Records for processing.

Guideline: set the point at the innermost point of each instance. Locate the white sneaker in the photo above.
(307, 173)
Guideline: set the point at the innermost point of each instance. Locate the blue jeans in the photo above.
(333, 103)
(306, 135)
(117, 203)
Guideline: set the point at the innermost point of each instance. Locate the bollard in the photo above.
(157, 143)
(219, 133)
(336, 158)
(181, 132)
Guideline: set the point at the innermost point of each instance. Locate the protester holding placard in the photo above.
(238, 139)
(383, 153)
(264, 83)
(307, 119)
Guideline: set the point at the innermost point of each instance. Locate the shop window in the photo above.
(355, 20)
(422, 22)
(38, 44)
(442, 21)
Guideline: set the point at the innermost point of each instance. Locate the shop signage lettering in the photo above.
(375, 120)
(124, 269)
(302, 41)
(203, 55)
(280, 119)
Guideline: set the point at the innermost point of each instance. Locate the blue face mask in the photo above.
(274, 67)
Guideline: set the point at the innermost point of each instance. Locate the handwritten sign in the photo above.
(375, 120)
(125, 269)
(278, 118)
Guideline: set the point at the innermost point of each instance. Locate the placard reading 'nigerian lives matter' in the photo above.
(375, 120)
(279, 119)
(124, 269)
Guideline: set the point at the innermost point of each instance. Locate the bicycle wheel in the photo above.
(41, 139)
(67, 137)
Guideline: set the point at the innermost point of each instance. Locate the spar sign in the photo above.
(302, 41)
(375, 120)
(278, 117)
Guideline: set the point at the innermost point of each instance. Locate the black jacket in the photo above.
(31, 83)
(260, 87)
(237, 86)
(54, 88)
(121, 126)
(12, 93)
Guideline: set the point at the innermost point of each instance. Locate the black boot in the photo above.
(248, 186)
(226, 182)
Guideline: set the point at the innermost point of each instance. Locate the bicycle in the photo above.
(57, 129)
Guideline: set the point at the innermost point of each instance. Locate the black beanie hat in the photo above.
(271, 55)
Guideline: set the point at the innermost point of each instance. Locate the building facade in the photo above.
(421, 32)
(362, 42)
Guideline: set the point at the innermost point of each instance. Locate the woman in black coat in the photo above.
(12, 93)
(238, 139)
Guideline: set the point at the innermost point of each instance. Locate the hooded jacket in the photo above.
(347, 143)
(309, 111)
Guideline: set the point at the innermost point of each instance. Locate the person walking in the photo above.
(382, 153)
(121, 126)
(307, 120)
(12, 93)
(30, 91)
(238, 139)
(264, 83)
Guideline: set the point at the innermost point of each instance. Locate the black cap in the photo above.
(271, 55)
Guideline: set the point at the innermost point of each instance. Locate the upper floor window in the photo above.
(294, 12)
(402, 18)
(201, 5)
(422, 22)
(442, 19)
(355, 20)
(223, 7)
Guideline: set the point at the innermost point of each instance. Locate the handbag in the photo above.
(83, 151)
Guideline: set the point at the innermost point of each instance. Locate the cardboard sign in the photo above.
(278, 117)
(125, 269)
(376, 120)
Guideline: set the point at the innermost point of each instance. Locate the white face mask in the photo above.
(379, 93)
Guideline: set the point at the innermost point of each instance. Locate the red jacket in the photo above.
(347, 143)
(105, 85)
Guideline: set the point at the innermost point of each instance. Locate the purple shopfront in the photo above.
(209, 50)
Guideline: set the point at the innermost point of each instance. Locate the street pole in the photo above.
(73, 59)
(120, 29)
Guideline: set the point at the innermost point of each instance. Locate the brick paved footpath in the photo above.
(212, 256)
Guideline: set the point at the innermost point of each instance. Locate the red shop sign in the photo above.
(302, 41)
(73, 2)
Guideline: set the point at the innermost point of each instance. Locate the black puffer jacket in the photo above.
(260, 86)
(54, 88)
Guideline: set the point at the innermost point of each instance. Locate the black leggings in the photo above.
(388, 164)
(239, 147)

What you need to do. Copy the records from the line containing "leggings in the photo above." through the end of the records, putting "gray leggings" in place of "black leggings" and leaving everything else unchanged.

Reply.
Guideline: set the point at the innermost point of each instance. Locate the gray leggings in the photo above.
(388, 164)
(239, 147)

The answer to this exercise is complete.